Passage to read:
::::
I strained my brain a couple of weeks ago. The doctor said, "No heavy lifting for you!" So I'm avoiding quantum physics and programming my VCR.

I suppose you've all heard that the British invaded Spain this week <snort>, it's true. They claim that it wasn't intentional...

Click here

Am I out of step with public opinion or was the news from Noble, Georgia kinda freakish this week?

There was a town near where I grew up and when bodies were reported discovered in unconventional settings (like backyards or basements) or en masse, people would ask if it'd happened in that town. And when the answer was affirmative (which was, given the laws of probablility, more often than it should have been) people would exchange knowing looks. There was something inherently wrong about that place (like maybe the poverty and the industrial waste... dunno).

I first heard about the remiss crematorium worker from Noble, Georgia on the BBC. They're totally fascinated by the story (so much so, I didn't hear them report a thing about them invading Spain...), they keep on about reporting from "The Deep South" or the "Appalachian Lands". Clever little key words to invoke images of southern gothic gone terribly, terribly wrong...

And it is awful in this horribly fascinating way. How can a mind get so very warped and no one notice it for such a very long time?




Check this visual whatnot out (click here). I've exerpted this from a photo that showed up in the NYT magazine. Now, if I was the photographer, I wouldn't want that woman to release that kid, would you?





She's mine! Mine, mine, mine all mine. Mine, I tell ya!

Good thing too, walkin' around in my underpants the way she does.

More than you wanted to know? Probably.

I thought I ought to express some romantic notion as it's the week of Valentine's Day. That oh so Hallmark of holidays celebrating the concept of romantic love.

I'm at a loss. For me, romance is in the daily details. She wakes me up each morning. I cringe at the light - I whine, she laughs. I stagger from the bed about a half hour later. She laughs again, having already risen, eaten, showered - she laughs while fully dressed. Me, I grumble and wander around aimlessly, an apparently delightful entertainment (and don't think I don't know it).

The tables turn at night. I sit typing or some such - and she reads or some such. She grows sleepy and begins to grumble - it's around 9:00. I laugh. She loses focus (can no longer follow the details of whatever book related to whatever creature she's absorbed in at the moment) and prepares for bed. Occasionally, we will ablute à deux - for some reason, we consider this quality time... She goes to bed, reads a bit more, usually something lighter, less entymological and whatnot, and I go back to whatever I was doing. She grumbles about the light, I laugh - but I turn it off and use one that won't bug her. She falls to sleep.

Romance.

This is not most people's idea of romantic.

This is not Ume's idea of romantic. This is Ume's idea of the daily process. Ume's idea of romantic is a hot date on a Friday night. "That's more like it!" you say. Maybe you'll change your mind when I tell you that Ume's idea of a hot date is us going to the library on a Friday night.

I kid you not.

We've known people who go to great lengths and spend lots of money to be romantic. Ume and I are baffled by such extravagant planning and expenditures of wealth (even if we had it to expend, we'd probably do it otherwise). "What's wrong with the library?" we wonder. Okay, maybe she wonders it more than I do, but we still don't get it.

We enjoy and are continually surprised by each other's company. The fact that Ume finds a Friday night trip to the library romantic, kills me. I love it. I go, because she gets such a kick out of it. And if she gets amorous in the stacks, who am I to complain?
::::
Data lines:
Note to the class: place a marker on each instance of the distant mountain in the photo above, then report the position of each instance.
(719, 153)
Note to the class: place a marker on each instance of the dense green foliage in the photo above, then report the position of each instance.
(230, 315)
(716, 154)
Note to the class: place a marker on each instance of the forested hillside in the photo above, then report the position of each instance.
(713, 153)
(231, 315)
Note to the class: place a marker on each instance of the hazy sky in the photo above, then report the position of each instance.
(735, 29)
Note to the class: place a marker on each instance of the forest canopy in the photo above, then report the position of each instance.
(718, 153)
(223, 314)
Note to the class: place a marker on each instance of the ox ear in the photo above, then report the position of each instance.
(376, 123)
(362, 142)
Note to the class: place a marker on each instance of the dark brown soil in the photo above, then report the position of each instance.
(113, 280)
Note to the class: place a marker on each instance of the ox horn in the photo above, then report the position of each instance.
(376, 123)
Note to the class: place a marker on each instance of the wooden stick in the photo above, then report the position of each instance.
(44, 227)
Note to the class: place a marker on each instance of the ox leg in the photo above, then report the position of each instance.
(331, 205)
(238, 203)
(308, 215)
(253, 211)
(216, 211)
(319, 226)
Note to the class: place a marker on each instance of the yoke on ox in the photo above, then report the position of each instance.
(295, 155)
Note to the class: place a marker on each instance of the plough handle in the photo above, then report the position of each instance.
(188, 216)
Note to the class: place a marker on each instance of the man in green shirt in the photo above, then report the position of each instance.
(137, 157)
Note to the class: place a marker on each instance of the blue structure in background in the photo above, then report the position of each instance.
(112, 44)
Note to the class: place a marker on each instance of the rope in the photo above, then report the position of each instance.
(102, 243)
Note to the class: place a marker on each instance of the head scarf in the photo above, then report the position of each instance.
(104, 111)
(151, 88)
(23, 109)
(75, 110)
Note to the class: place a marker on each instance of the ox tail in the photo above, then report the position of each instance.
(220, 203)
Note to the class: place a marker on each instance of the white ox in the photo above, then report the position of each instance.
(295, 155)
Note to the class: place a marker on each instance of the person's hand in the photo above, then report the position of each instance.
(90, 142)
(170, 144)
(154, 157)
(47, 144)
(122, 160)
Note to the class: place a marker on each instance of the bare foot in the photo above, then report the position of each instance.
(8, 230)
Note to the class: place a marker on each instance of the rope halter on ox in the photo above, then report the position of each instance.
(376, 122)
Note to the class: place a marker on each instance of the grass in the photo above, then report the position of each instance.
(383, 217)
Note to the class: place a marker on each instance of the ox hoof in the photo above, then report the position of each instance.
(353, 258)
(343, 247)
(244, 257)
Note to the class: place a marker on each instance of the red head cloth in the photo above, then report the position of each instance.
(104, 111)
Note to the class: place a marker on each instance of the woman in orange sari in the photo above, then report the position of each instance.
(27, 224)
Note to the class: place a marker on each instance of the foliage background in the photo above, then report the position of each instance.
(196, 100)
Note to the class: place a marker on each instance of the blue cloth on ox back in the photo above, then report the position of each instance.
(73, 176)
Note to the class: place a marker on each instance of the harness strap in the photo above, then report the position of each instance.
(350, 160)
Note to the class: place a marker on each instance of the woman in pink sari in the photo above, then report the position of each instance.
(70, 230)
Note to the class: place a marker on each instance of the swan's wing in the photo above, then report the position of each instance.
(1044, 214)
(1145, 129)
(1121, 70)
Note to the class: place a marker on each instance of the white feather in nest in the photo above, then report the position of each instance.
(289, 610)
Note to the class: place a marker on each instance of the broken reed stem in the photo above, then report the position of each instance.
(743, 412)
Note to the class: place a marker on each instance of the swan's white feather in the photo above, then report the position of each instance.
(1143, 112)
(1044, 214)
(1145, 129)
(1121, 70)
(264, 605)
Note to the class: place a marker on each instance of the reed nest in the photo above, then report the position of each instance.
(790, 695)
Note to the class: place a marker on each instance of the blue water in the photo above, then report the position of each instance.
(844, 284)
::::
Set exercise:
Write out the blog post word for word, beginning at the words "Check this visual" and stopping after "way she does.".

Answer:
Check this visual whatnot out (click here). I've exerpted this from a photo that showed up in the NYT magazine. Now, if I was the photographer, I wouldn't want that woman to release that kid, would you?





She's mine! Mine, mine, mine all mine. Mine, I tell ya!

Good thing too, walkin' around in my underpants the way she does.